[[ Passage, beginning ]]
All my gardening books said it was fine to plant spring peas in February. In fact, most of them said you need to. Seeing as I am beyond ready for summer and all the fresh vegetables it will bring, the chance to get something in the ground so early excited me.
Peas are frost tolerant. The back of most pea seed packets say that you can plant them as soon as the soil is workable. By early February we hadn’t seen a lick of snow, so I went for it.
Not inside, in the safety of starter pots, nestled under a grow light but out in the raised garden beds.
The stuff I had started inside had all sprouted rather quickly. I ridiculously thought the peas would be the same.
Every few days, after coming home from the store, I’d walk across the damp grass and peer down into the dirt, sure I’d see the signs of a pea shoot.
After all, I had planted 50 seeds. Three different varieties.
Surely, at least one would be vigorous and reach for the grey northwest sky.
A week went by.
Two.
Three.
I started to get worried.
Four.
I decided it was probably a loss and I’d have to replant them all.
Erik told me to wait. I thought he was a little crazy. The seed producers said germination should be in 7-21 days or thereabouts. We were well past that.
I went over all the things I could have done wrong.
I’d planted before a big rain thinking that would help the seeds settle in. Maybe it had been too wet and they had rotted. I’d added some poultry manure to the beds. Maybe, somehow, I’d overfertilized and it had hampered germination. What would that mean for the rest of my season, I wondered. Or the compost I’d added. It had looked different this year. Maybe the peas didn’t like it.
Surely there was a reason they hadn’t come up by the time they should have. And likley it was my fault.
Right?
RIGHT!
So of course, I made plans to re-seed the peas.
Erik told me to wait.
“Just give it some time,” he said.
At almost 5 or more weeks past sowing, I figured these suckers were never coming up. A lost cause. What good would waiting do?
I thought about getting my trowel and digging around to see if there were any signs of life.
Anything to keep things on track!
But we were heading out a town for a few days, so Erik encouraged me to leave them be until we got back. If they hadn’t sprouted by then, I could reseed.
I wish I could say that I saw the wisdom in his encouragement to wait, but patience is one of the fruits of the spirit in my life that could use a gallon of fertilizer.
I hate waiting.
I want to get things done.
Move on.
Check it off the list.
[[ Passage, end ]]
**Your tasks**
A) In the pea-planting passage, how many days did the seed producers say germination should take?
B) Echo the pea-planting passage word for word, starting with "Anything to keep" and going on through "off the list.".
C) Write what comes next in the passage about waiting for the peas to sprout, picking up after its final line.
[[ Information given, beginning ]]
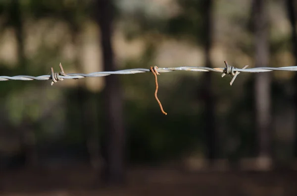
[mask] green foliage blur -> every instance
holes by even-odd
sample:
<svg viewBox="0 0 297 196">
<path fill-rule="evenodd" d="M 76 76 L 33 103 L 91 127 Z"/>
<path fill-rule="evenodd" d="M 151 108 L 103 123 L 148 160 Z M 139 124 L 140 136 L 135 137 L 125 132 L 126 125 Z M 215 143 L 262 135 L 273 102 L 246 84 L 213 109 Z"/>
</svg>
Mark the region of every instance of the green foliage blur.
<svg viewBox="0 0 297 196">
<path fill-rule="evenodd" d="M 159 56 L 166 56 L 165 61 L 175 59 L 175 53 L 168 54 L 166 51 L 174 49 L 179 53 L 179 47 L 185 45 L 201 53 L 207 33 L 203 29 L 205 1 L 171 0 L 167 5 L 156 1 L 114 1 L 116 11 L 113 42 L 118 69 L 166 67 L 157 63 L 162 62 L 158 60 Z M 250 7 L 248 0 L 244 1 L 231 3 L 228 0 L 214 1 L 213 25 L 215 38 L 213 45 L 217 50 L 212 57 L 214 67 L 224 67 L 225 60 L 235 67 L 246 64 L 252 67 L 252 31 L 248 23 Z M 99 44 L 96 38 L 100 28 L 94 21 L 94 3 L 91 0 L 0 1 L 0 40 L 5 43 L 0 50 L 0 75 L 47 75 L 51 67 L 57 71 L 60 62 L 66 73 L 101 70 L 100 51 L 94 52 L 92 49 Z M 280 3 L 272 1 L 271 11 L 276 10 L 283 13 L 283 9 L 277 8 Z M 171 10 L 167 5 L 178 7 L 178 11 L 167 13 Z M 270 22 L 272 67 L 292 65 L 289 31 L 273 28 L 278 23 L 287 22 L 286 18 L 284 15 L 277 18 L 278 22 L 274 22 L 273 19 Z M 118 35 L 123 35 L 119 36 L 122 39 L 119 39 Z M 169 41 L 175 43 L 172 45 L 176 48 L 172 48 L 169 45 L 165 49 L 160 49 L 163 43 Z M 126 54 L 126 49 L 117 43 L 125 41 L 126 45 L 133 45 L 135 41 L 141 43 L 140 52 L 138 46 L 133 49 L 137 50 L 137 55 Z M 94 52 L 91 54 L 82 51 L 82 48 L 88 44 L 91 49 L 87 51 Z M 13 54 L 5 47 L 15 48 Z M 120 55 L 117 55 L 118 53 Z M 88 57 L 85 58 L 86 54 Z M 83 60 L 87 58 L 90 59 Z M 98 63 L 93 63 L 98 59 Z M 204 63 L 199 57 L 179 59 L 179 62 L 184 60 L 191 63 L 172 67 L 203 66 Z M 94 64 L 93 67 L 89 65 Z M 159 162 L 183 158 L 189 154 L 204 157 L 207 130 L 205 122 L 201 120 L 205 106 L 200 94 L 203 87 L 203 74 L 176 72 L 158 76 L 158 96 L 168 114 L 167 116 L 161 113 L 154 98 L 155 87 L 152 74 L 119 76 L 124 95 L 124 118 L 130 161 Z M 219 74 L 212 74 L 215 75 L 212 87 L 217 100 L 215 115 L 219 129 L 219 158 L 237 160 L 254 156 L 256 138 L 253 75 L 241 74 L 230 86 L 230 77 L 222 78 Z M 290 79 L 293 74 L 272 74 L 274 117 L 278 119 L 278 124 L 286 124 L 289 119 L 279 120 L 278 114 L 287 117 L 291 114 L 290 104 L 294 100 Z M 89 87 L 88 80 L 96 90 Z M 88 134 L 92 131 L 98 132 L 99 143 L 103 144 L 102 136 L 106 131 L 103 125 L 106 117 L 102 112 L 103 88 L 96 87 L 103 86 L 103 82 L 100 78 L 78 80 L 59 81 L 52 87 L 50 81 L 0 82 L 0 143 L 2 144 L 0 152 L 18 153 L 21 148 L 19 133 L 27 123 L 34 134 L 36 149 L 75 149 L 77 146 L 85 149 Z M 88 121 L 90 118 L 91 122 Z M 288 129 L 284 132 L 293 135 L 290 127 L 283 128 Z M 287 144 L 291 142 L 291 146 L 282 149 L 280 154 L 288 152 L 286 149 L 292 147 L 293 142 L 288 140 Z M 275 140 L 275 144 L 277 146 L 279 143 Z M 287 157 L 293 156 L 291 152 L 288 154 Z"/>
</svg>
[[ Information given, end ]]
**Responses to the tasks**
A) 7-21 days or thereabouts.

B)
Anything to keep things on track!
But we were heading out a town for a few days, so Erik encouraged me to leave them be until we got back. If they hadn’t sprouted by then, I could reseed.
I wish I could say that I saw the wisdom in his encouragement to wait, but patience is one of the fruits of the spirit in my life that could use a gallon of fertilizer.
I hate waiting.
I want to get things done.
Move on.
Check it off the list.

C)
But I’m learning yet again (because apparently the lesson didn’t stick the first million and a half times it was presented to me), that there are a lot of things in life you just have to wait for.
You can’t force them, and if you do, you’ll either fall flat on your face, fail miserably, or push yourself so hard you’ll end up exhausted (and maybe in a hospital bed).
So, reluctantly (and honestly because I ran out of time before our flight), I left the old peas in the ground, without digging them up to check.
I was sure they had all rotted and died. Dissolved and disappeared like a mirage.
You see where this is going, don’t you?
When we got home from our trip, it was late. It had been dark for a few hours. Plus, I was tired and not in the mood to try to find a flashlight and go out to the garden.
The next morning, I decided to peek. I figured I could replant later that day and hopefully be ok. Maybe I’d even buy a few pea starter plants to help me catch up.
And low and behold, tiny and tender triangles of green, had started pushing through the dark, rich compost.
PEAS!
Were they way later than I expected? Yes.
Were they way later than the packet had told me they’d be? Yes.
But they needed their own timeline – not mine.
So much of life is like those pea seeds.
We want things to happen faster.
We want results on our timeline.
Why? Because we want to be in control.
To me the peas (finally) popping up are a reminder that if I just wait, beauty will emerge. Growth will come.
Of course, this isn’t true for every single circumstance in life. There is an element of action to our time on earth, but I think more often than not, we could stand to wait a little longer.